### Passage
BEIRUT (Reuters) - Russian-led Syrian government forces on Thursday entered Saraqeb town in northwestern Idlib province in the latest push to capture the last rebel stronghold, state media said.
President Bashar al-Assad’s swift military advance through Idlib province has caused an exodus of civilians towards Turkey’s border in the past two weeks, risking a military confrontation with Turkey, whose leader has threatened to drive back the Syrian forces.
Turkish Foreign Minister Mevlut Cavusoglu said on Thursday that Ankara expected Russia to immediately stop the government attacks, which killed eight Turkish military personnel on Monday and prompted Turkish forces to strike back.
“We conveyed our determination to our Russian counterparts,” he said, adding that Ankara was determined to stem the “humanitarian drama” in Idlib which Turkey says has displaced nearly 1 million people.
Syrian forces, who are backed by Russian air strikes, had on Wednesday encircled and entered Saraqeb, 15 km (9 miles) east of Idlib city, the British-based Syrian Observatory for Human Rights had said in a report corroborated by witnesses.
The town lies at the junction of two main roads that Assad seeks to fully control to regain Idlib province, the last rebel bastion in the nearly nine-year-long civil war.

Excerpt from a data file
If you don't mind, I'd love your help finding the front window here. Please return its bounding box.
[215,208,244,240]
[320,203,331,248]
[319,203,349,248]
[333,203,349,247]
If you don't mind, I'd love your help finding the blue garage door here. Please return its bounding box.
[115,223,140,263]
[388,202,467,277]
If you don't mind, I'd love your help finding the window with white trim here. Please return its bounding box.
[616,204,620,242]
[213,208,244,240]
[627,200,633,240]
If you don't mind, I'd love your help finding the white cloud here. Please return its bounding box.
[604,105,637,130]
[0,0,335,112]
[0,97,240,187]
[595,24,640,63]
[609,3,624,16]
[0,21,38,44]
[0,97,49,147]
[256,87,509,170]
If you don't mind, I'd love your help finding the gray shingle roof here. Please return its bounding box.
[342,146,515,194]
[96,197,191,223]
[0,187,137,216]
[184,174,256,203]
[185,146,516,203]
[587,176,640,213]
---
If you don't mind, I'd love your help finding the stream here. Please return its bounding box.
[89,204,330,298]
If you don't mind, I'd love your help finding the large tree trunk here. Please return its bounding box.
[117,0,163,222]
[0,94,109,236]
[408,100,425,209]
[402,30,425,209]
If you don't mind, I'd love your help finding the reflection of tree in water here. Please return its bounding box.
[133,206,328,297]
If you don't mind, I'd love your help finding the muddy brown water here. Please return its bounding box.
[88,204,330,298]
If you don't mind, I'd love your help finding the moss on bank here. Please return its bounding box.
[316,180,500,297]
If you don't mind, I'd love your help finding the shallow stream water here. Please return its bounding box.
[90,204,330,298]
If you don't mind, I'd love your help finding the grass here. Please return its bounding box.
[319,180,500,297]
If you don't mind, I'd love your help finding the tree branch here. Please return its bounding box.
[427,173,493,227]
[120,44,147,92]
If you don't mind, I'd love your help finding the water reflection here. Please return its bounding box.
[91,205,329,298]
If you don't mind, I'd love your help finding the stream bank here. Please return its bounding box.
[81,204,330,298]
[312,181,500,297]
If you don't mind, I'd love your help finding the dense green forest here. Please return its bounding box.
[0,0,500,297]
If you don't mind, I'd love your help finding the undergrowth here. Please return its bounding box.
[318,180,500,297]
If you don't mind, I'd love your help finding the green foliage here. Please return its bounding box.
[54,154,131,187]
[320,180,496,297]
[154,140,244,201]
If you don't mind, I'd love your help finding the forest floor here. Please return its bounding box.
* * *
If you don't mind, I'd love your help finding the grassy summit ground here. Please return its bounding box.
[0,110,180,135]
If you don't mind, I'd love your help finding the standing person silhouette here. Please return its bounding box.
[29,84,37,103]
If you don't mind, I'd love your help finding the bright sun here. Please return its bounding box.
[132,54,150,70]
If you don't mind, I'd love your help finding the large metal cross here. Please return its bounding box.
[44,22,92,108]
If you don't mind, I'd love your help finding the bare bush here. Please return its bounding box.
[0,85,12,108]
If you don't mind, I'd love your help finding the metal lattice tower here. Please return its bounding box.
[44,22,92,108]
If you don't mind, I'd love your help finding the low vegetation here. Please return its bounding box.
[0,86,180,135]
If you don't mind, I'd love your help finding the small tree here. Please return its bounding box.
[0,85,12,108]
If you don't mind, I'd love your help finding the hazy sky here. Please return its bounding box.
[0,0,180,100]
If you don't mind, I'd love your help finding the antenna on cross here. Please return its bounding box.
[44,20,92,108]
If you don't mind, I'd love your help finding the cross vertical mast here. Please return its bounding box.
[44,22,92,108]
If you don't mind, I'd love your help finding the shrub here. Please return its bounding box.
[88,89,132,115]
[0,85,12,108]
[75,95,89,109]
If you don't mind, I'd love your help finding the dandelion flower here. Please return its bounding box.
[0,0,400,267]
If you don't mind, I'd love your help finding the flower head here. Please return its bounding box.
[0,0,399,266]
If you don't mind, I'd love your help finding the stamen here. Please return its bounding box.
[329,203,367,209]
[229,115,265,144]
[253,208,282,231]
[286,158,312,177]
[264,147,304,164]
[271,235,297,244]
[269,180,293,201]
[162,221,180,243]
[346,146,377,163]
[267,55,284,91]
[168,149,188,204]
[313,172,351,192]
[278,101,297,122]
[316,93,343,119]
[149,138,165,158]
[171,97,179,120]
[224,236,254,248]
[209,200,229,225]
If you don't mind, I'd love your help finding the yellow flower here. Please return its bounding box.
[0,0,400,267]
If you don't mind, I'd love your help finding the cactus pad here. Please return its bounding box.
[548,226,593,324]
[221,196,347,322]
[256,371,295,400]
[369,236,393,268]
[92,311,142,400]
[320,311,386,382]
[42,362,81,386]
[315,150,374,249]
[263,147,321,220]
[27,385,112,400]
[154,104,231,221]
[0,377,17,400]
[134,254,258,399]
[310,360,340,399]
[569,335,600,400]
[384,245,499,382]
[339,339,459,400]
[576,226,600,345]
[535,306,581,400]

### Exercise instructions
- A) According to the Saraqeb news report, how far is Saraqeb from Idlib city, and in which direction?
- B) Extend the Saraqeb news report with the paragraphs that would follow its final sentence.
The records have no role here.

### Written answers
- A) Saraqeb lies 15 km (9 miles) east of Idlib city.

- B)
Rebel fighters “managed to push back government forces from most of Saraqeb in an attack from the northern part of the town that coincided with Turkish shelling against advancing government forces,” the Observatory said.
Witnesses said government forces came under shelling from Turkish observation posts in the area.
The fighting, taking place despite a Jan. 12 ceasefire deal between Turkey and Russia, disrupted fragile cooperation between the two countries that support opposing sides in the conflict.
The Kremlin said on Thursday that militants in Turkey’s “zone of responsibility” in Idlib province were continuing to attack Syrian government forces and Russian military infrastructure.
Kremlin spokesman Dmitry Peskov said there were no plans currently for Russian President Vladimir Putin and Turkish President Tayyip Erdogan to meet to reduce tensions in Idlib but that such a meeting could be quickly organised if needed.
Russia also said some of its troops had been killed in the militant attacks, its first confirmation of casualties in the current round of fighting.
The battle for Idlib is a crucial stage of a war that has killed hundreds of thousands of combatants and civilians, made millions refugees in their own country or overseas, and fractured the wider Middle East since it broke out amid the Arab Spring in 2011.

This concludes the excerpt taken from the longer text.